2) REALLY pray hard to Heavenly Father for love and guidance.
Oof. This. This is a thing. It's a very good thing. And let me add an addendum: with an open heart that is willing and ready to hear/feel anything the Lord wants you to. I'm not going to go into a whole bunch of detail here, but seriously. Open up a channel with your Heavenly Father. He wants to hear from you, He wants to know what is going on in your life through your eyes, He wants to know that you love Him enough to come to Him when you have problems. And He will help you. The amount of peace and comfort I felt the moment I said the words "Dear Heavenly Father" and tried really hard to make sure my heart was open is astounding. Just. Beautiful. DO IT. And try it out loud. Please. It has changed my life and my relationship with my Father in Heaven. (Again, if not religious, try writing. Or talking to someone you know loves you unconditionally. Try singing. That helps me. Or just talk to yourself. Talking or writing it out helps SO much.)

3) Have a really good, really long cry. Then take a nap.
Yup. Nothing more needs to be said. I allowed myself ONE long cry. That wasn't even that long. And then I napped for the rest of the day. Granted, I had been up until about 5 am the night before. But still. Nap. If you aren't getting enough sleep or nutritious foods, or you aren't allowing yourself to purge your emotions healthily. GO DO IT. Don't take it out on those around you. It sucks.

4) Tell yourself to "Suck it up, Buttercup." Self-pity was never attractive or fun.
After you wake up, get over it. Who cares if life isn't going exactly the way you want it? Who cares if so and so isn't doing this and that? Self-pity is annoying for you and everyone else around you. It becomes the "fun-sucker". No one wants to play with a fun-sucker.

* **Set exercise a**:
Show each line of the records below that contains the word "white". Case counts.

(Pointing entries for labeled objects)

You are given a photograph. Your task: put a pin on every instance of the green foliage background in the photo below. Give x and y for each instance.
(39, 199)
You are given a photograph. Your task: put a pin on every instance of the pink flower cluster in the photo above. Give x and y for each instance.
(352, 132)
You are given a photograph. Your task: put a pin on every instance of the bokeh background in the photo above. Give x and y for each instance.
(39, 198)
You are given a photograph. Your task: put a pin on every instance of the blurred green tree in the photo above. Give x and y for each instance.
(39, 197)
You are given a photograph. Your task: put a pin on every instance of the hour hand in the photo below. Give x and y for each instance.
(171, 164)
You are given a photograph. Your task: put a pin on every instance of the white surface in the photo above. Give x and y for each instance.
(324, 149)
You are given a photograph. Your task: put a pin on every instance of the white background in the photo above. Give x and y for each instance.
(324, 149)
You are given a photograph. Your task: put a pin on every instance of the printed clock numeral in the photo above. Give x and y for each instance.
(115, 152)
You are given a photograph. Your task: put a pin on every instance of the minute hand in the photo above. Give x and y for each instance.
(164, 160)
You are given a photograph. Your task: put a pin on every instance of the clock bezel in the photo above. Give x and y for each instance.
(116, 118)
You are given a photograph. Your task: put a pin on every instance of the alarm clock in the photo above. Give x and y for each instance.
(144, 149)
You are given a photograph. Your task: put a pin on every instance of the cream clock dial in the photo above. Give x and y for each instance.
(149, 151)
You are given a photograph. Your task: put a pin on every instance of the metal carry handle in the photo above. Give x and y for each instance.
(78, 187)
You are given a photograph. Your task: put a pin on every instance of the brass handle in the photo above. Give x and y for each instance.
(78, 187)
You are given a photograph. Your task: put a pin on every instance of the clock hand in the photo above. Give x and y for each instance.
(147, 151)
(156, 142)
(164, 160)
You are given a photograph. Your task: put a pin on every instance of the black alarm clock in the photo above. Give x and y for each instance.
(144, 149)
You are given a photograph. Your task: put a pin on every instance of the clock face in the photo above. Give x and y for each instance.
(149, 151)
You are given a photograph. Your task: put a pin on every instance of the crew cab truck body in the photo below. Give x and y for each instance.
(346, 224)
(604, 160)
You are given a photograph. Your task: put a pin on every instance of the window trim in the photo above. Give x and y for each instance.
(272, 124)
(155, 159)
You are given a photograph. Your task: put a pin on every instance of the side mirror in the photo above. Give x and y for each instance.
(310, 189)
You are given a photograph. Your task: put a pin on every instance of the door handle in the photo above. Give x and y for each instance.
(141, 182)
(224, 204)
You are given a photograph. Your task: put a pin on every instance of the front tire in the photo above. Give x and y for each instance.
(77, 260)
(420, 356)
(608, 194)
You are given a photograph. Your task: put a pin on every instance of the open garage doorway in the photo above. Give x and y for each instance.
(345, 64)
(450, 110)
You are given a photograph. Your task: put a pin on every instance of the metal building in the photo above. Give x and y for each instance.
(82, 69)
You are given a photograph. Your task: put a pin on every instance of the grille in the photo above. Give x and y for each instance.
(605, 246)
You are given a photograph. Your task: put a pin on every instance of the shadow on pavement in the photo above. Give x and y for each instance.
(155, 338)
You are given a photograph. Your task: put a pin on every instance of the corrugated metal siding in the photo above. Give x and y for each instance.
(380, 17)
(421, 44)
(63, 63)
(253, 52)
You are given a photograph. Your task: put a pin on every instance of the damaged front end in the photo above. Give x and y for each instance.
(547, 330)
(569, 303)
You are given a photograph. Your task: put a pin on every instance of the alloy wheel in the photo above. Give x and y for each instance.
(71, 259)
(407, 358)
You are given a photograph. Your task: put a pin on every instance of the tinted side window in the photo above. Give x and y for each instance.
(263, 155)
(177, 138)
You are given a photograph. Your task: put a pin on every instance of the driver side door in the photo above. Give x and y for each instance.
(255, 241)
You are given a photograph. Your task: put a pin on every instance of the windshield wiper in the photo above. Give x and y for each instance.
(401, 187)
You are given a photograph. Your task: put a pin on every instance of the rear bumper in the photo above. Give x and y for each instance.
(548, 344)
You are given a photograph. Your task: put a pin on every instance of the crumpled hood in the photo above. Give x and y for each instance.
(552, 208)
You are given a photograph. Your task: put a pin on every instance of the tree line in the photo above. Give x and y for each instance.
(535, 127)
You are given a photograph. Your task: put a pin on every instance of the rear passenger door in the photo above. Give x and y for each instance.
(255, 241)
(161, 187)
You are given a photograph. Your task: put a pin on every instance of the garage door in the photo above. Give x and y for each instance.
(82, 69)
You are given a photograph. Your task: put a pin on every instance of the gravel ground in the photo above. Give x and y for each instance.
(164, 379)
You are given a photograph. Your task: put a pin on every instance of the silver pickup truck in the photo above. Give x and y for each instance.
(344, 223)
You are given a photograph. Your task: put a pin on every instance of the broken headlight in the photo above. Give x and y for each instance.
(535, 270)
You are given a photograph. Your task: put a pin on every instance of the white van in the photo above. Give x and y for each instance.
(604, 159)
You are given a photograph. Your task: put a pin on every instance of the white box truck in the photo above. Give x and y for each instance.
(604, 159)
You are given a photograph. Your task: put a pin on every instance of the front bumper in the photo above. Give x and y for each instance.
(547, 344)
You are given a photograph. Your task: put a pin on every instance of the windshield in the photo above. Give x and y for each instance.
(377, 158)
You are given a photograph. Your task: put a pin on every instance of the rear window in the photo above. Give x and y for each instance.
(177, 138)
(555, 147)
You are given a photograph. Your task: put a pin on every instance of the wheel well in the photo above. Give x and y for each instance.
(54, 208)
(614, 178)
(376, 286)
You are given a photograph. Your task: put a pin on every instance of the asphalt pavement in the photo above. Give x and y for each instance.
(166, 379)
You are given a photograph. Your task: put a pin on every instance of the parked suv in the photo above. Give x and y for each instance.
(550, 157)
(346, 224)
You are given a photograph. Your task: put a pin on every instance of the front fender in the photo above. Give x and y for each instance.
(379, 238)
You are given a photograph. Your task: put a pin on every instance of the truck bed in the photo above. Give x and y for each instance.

* **Set exercise b**:
Transcribe the numbered advice text above in full, with no changes.

* **Task response a**:
You are given a photograph. Your task: put a pin on every instance of the white surface in the photo above. Give x and y for each instance.
You are given a photograph. Your task: put a pin on every instance of the white background in the photo above. Give x and y for each instance.
You are given a photograph. Your task: put a pin on every instance of the white van in the photo above. Give x and y for each instance.
You are given a photograph. Your task: put a pin on every instance of the white box truck in the photo above. Give x and y for each instance.

* **Task response b**:
2) REALLY pray hard to Heavenly Father for love and guidance.
Oof. This. This is a thing. It's a very good thing. And let me add an addendum: with an open heart that is willing and ready to hear/feel anything the Lord wants you to. I'm not going to go into a whole bunch of detail here, but seriously. Open up a channel with your Heavenly Father. He wants to hear from you, He wants to know what is going on in your life through your eyes, He wants to know that you love Him enough to come to Him when you have problems. And He will help you. The amount of peace and comfort I felt the moment I said the words "Dear Heavenly Father" and tried really hard to make sure my heart was open is astounding. Just. Beautiful. DO IT. And try it out loud. Please. It has changed my life and my relationship with my Father in Heaven. (Again, if not religious, try writing. Or talking to someone you know loves you unconditionally. Try singing. That helps me. Or just talk to yourself. Talking or writing it out helps SO much.)

3) Have a really good, really long cry. Then take a nap.
Yup. Nothing more needs to be said. I allowed myself ONE long cry. That wasn't even that long. And then I napped for the rest of the day. Granted, I had been up until about 5 am the night before. But still. Nap. If you aren't getting enough sleep or nutritious foods, or you aren't allowing yourself to purge your emotions healthily. GO DO IT. Don't take it out on those around you. It sucks.

4) Tell yourself to "Suck it up, Buttercup." Self-pity was never attractive or fun.
After you wake up, get over it. Who cares if life isn't going exactly the way you want it? Who cares if so and so isn't doing this and that? Self-pity is annoying for you and everyone else around you. It becomes the "fun-sucker". No one wants to play with a fun-sucker.